Task instructions: Transcribe the rows below exactly, starting with the line that contains "background for our species-monitoring database." and continuing through the last line of the rows.

Rows of box annotation data:

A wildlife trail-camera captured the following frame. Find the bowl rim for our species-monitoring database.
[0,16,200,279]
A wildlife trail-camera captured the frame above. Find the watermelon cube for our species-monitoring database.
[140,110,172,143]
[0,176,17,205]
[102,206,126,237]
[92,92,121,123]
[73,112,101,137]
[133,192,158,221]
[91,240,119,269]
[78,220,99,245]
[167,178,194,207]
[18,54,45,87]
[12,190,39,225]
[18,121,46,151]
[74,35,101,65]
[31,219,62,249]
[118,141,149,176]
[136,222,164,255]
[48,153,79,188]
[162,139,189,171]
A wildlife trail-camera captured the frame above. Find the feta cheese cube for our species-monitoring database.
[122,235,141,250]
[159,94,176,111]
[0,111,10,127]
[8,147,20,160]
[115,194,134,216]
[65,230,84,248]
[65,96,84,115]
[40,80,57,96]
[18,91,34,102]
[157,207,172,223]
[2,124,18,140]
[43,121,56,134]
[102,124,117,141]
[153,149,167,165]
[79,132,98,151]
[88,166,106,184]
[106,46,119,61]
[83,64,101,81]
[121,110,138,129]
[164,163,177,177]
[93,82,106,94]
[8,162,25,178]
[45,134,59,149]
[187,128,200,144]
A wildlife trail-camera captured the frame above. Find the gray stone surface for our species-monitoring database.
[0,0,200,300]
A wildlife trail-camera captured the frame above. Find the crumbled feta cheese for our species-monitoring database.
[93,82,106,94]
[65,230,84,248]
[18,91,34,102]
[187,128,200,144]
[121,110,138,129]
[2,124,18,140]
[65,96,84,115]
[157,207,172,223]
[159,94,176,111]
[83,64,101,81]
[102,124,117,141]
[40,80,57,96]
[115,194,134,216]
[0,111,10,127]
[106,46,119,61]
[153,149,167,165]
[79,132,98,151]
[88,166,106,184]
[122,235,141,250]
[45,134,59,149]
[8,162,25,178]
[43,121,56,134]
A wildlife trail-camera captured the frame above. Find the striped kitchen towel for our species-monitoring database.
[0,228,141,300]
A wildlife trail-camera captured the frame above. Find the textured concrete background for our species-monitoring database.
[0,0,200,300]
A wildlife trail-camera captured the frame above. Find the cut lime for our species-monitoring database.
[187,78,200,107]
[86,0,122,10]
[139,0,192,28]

Output of the task:
A wildlife trail-camera captured the frame above. Find the textured concrete background for our species-monitoring database.
[0,0,200,300]
A wildlife trail-camera captured the frame above. Find the cut lime for our species-monitoring database.
[187,78,200,107]
[86,0,122,10]
[139,0,192,28]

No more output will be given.